Bounding-box records:
◇ ◇ ◇

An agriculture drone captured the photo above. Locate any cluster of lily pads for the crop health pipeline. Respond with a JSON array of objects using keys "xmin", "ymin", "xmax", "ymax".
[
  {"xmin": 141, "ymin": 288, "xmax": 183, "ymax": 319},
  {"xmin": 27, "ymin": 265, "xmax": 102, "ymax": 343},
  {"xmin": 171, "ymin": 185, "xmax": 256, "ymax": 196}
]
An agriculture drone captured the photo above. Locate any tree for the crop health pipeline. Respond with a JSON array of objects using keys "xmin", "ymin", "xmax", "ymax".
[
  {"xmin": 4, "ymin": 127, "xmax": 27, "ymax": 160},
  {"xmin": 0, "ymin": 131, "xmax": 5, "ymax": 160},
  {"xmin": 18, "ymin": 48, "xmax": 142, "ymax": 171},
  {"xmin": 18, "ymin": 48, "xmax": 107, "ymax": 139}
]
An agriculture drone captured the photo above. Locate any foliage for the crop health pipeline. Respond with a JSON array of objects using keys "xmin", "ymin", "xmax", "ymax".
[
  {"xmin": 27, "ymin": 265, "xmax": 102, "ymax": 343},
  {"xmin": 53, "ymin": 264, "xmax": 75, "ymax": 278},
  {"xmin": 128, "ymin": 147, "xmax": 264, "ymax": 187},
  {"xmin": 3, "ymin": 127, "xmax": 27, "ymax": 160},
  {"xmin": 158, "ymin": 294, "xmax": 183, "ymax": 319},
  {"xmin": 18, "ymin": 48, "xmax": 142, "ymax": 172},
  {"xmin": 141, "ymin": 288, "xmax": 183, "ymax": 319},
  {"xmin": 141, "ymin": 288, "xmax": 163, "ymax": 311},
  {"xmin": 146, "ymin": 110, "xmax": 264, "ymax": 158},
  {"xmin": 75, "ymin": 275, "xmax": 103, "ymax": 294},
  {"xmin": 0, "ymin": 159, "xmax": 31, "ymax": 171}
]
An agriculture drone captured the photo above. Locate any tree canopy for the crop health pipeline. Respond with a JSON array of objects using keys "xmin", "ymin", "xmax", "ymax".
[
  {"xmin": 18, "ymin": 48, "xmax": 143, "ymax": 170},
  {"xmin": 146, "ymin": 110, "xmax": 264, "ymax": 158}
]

◇ ◇ ◇

- [Given instruction]:
Rewrite every one of the records above as a numbered list of lines, omitting any blank lines.

- [Output of the task]:
1. An agriculture drone captured the photo above. Locate any cluster of lily pads for the crop health pipeline. Respond with a JSON array of objects using keys "xmin", "ymin", "xmax", "ymax".
2. [
3.   {"xmin": 141, "ymin": 288, "xmax": 183, "ymax": 319},
4.   {"xmin": 27, "ymin": 265, "xmax": 102, "ymax": 343},
5.   {"xmin": 171, "ymin": 185, "xmax": 256, "ymax": 196}
6. ]
7. An agriculture drone captured the photo above. Locate any tree for the crop health pipeline. Respond with a JSON array of objects using keys "xmin", "ymin", "xmax", "ymax".
8. [
9.   {"xmin": 4, "ymin": 127, "xmax": 27, "ymax": 160},
10.   {"xmin": 0, "ymin": 131, "xmax": 5, "ymax": 160},
11.   {"xmin": 18, "ymin": 48, "xmax": 142, "ymax": 171},
12.   {"xmin": 18, "ymin": 48, "xmax": 107, "ymax": 139}
13. ]
14. An agriculture drone captured the photo above. Locate any foliage for the crop health pipeline. Respond with a JSON array of objects using keys "xmin", "ymin", "xmax", "ymax".
15. [
16.   {"xmin": 27, "ymin": 265, "xmax": 102, "ymax": 343},
17.   {"xmin": 53, "ymin": 264, "xmax": 75, "ymax": 278},
18.   {"xmin": 128, "ymin": 147, "xmax": 264, "ymax": 187},
19.   {"xmin": 3, "ymin": 127, "xmax": 27, "ymax": 160},
20.   {"xmin": 158, "ymin": 294, "xmax": 183, "ymax": 319},
21.   {"xmin": 18, "ymin": 48, "xmax": 142, "ymax": 172},
22.   {"xmin": 141, "ymin": 288, "xmax": 183, "ymax": 319},
23.   {"xmin": 141, "ymin": 288, "xmax": 163, "ymax": 311},
24.   {"xmin": 146, "ymin": 110, "xmax": 264, "ymax": 158},
25.   {"xmin": 75, "ymin": 275, "xmax": 103, "ymax": 294},
26.   {"xmin": 0, "ymin": 159, "xmax": 31, "ymax": 171}
27. ]
28. An agriculture drone captured the photo above. Locate any tree canopy for the crop health pipeline. Respond with a JSON array of objects using keys "xmin", "ymin", "xmax", "ymax".
29. [
30.   {"xmin": 18, "ymin": 48, "xmax": 143, "ymax": 170},
31.   {"xmin": 146, "ymin": 110, "xmax": 264, "ymax": 158}
32. ]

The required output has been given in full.